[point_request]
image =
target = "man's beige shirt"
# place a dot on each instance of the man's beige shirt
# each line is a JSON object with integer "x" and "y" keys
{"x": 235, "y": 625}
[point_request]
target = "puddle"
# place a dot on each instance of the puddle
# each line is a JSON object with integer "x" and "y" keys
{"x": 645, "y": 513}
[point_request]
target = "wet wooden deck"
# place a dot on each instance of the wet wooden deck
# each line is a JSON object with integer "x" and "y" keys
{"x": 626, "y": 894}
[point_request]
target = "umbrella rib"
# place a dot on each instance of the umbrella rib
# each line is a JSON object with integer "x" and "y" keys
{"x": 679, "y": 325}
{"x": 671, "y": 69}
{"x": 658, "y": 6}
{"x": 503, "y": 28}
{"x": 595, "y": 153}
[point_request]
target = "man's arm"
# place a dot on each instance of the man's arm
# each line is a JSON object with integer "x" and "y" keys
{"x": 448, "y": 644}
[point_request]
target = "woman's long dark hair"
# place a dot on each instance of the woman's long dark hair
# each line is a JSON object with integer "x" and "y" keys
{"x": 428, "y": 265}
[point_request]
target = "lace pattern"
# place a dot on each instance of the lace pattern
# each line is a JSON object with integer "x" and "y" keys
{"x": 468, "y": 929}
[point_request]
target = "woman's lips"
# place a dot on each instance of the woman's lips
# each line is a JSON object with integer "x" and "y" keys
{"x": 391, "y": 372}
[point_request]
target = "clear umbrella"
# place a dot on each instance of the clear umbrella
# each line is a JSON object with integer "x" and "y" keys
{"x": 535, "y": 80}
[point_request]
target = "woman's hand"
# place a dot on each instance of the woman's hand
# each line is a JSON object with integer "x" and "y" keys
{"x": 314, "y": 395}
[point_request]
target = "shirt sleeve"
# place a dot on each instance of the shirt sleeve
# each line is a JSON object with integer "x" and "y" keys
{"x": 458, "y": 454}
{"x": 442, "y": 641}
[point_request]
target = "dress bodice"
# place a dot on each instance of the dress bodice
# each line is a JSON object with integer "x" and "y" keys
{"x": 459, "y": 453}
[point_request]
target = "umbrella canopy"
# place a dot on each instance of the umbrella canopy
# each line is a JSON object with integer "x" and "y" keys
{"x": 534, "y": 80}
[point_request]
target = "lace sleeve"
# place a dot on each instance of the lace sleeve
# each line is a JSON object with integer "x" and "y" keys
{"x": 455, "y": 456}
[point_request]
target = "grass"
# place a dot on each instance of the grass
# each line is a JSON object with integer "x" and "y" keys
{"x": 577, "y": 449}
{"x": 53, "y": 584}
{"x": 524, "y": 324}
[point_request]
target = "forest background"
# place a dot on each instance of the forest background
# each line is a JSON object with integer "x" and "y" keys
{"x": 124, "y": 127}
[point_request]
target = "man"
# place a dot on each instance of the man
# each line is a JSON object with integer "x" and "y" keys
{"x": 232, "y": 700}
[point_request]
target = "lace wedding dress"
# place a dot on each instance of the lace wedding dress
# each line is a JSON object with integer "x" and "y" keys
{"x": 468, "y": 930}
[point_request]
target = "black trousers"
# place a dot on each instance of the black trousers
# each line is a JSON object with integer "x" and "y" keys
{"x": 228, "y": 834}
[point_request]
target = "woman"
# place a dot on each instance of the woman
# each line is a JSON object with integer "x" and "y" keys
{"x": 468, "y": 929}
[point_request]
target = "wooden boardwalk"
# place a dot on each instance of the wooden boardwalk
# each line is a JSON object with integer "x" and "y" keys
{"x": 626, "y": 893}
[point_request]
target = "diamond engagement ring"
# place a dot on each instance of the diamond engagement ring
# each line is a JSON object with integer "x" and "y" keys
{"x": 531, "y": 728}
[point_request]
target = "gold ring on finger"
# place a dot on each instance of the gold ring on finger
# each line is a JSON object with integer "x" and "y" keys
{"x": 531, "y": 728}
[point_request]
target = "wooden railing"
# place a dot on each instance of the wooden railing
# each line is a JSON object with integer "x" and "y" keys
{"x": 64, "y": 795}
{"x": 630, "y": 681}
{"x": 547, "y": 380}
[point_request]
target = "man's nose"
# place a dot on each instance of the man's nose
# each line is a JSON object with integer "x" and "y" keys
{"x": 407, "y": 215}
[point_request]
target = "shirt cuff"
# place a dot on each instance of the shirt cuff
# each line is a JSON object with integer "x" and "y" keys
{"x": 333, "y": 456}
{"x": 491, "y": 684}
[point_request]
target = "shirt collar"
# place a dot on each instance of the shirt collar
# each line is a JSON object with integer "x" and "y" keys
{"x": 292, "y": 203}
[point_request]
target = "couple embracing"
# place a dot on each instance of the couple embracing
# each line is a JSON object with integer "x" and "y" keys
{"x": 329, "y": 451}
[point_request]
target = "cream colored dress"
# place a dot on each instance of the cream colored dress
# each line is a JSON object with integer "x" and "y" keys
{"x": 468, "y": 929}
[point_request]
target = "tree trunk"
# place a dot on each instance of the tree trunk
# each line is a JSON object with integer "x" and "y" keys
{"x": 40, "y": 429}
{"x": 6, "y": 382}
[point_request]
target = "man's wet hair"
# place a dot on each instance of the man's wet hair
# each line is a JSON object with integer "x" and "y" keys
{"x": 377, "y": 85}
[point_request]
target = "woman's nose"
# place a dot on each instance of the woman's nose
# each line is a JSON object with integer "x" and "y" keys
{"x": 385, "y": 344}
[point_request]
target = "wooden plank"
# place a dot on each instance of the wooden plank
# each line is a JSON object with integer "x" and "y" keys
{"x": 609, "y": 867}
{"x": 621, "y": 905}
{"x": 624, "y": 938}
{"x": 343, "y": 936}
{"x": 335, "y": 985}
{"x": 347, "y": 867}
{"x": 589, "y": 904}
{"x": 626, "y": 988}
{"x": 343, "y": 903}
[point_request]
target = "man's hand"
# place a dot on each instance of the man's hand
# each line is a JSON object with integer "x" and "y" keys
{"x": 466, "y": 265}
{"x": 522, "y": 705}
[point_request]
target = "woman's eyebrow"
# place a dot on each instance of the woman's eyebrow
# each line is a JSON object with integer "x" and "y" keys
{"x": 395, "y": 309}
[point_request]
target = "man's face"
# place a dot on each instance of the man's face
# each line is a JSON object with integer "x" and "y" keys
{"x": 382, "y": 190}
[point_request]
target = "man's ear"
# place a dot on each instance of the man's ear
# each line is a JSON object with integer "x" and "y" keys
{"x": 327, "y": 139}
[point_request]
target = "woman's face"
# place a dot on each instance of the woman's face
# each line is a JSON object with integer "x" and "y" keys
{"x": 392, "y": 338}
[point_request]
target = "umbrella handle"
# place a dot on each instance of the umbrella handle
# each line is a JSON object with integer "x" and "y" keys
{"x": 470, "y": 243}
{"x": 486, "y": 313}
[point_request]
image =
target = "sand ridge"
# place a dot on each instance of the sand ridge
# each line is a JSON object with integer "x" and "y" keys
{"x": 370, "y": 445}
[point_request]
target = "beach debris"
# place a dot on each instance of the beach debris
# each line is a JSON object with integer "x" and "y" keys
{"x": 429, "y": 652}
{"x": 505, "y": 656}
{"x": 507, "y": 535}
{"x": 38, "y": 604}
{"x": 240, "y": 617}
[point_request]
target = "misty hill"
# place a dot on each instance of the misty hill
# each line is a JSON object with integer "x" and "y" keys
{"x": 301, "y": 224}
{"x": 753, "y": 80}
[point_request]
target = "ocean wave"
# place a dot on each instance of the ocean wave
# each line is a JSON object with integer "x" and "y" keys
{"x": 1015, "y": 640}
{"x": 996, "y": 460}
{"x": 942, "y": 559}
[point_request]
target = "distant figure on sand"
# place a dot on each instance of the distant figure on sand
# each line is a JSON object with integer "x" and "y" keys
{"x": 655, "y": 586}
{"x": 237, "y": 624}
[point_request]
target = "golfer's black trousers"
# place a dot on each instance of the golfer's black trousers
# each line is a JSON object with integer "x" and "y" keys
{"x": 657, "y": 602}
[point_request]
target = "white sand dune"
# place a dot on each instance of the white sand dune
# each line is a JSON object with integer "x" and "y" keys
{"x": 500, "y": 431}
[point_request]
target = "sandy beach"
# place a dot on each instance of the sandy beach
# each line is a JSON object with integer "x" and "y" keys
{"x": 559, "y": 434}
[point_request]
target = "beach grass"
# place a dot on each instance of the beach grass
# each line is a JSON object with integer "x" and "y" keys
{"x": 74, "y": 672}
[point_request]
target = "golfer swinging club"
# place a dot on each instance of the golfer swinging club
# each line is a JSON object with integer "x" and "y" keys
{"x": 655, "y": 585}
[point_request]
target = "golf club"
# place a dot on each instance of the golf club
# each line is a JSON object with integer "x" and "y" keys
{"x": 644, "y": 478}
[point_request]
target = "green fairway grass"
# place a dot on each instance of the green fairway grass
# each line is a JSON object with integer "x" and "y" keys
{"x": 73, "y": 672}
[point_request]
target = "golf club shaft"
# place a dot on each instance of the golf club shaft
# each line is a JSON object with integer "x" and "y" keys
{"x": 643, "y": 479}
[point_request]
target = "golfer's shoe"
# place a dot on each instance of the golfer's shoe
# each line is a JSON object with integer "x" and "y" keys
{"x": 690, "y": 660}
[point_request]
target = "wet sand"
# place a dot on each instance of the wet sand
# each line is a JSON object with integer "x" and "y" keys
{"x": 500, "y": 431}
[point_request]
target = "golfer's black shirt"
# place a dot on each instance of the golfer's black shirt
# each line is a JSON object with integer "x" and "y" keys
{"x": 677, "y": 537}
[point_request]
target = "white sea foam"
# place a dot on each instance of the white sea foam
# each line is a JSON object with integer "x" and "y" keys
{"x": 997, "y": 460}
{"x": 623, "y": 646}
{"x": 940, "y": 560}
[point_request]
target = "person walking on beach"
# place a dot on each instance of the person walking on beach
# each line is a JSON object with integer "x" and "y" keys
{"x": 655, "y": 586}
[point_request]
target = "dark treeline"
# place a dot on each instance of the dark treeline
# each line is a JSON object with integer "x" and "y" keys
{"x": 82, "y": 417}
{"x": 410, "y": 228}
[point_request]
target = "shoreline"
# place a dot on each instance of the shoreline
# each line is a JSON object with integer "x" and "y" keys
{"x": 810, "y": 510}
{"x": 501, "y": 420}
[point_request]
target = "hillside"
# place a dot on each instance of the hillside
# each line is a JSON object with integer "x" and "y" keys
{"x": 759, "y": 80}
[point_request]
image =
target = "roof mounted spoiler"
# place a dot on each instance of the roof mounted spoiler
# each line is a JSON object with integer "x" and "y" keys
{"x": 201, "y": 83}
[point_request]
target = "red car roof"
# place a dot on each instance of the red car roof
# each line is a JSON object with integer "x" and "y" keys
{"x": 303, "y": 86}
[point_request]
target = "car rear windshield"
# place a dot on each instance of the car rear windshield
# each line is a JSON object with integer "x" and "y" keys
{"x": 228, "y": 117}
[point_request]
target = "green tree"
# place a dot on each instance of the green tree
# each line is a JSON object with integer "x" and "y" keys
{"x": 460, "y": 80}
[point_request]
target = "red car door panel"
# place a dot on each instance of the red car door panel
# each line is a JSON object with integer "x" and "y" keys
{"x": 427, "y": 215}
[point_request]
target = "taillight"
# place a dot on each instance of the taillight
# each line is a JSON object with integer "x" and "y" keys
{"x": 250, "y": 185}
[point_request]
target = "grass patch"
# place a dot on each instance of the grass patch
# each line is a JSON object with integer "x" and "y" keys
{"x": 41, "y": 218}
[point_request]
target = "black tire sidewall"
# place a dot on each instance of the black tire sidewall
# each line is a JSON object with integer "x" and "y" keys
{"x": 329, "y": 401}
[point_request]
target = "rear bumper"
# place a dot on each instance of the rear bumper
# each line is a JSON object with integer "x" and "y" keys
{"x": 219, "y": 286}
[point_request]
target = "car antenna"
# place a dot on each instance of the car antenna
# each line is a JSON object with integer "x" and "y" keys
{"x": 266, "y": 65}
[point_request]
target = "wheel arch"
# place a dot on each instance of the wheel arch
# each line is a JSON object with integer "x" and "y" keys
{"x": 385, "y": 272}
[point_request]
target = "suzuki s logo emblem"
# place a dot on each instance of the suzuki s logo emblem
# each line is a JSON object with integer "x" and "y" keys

········

[What the exercise asks]
Find every line in the records above that contains the string "spoiler" and copy each of those lines. Only matches with the same uppercase and lowercase letters count.

[Answer to this exercise]
target = "roof mounted spoiler"
# place a dot on each instance of the roof mounted spoiler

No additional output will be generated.